• **MATERIAL**
####################
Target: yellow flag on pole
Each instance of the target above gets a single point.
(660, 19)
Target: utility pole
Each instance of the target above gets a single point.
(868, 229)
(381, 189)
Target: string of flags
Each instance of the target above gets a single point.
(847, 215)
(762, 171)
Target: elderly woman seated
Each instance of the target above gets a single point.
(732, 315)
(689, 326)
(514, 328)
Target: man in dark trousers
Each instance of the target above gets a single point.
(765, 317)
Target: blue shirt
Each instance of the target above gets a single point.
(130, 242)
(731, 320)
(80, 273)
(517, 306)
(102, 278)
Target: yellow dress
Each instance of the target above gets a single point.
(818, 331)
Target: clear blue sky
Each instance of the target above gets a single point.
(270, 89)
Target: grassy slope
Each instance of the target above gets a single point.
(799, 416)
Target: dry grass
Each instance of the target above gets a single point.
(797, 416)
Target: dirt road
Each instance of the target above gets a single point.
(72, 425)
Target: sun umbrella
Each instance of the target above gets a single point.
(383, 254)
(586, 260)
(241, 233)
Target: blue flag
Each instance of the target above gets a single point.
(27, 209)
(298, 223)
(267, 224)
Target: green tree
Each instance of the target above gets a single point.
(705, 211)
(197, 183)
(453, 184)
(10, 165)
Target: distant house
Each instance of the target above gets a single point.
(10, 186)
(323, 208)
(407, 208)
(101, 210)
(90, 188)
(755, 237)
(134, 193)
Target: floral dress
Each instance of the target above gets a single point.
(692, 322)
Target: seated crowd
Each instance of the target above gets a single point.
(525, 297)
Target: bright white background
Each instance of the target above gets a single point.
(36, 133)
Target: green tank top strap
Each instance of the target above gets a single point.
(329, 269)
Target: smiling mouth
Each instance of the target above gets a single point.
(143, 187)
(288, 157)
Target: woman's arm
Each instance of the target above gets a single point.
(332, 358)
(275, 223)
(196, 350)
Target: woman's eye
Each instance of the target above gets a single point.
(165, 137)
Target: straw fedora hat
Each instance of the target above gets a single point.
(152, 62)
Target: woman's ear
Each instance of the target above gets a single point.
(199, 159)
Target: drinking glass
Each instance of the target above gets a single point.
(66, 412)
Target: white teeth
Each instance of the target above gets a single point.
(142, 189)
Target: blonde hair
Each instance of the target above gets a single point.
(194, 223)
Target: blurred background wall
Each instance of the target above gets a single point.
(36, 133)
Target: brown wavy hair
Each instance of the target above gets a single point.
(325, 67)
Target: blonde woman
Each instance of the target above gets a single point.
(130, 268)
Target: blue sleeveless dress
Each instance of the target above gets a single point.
####################
• **REQUIRED TASK**
Exactly and only the lines from the one containing "Target: woman's arm" through the end of the material are to be reproduced, both ends included.

• **THE OUTPUT**
Target: woman's arm
Each instance of the target above gets a single point.
(332, 358)
(275, 223)
(196, 350)
Target: woman's eye
Each instance of the target above gets a single point.
(165, 137)
Target: straw fedora hat
Each instance of the target above gets a single point.
(152, 62)
Target: woman's ear
Each instance of the target above gets a single point.
(199, 159)
Target: drinking glass
Each instance of the target above gets a single point.
(66, 412)
Target: white teeth
Each instance of the target above gets a single point.
(142, 189)
Target: blonde hair
Each instance of the target above gets a single point.
(194, 223)
Target: blurred background wall
Each instance of the target above gets a single point.
(36, 133)
Target: brown wavy hair
Each instance of the target above gets a single point.
(325, 67)
Target: blonde woman
Each instance of the target above gets a single point.
(130, 268)
Target: blue sleeveless dress
Each instance of the target above gets a single point.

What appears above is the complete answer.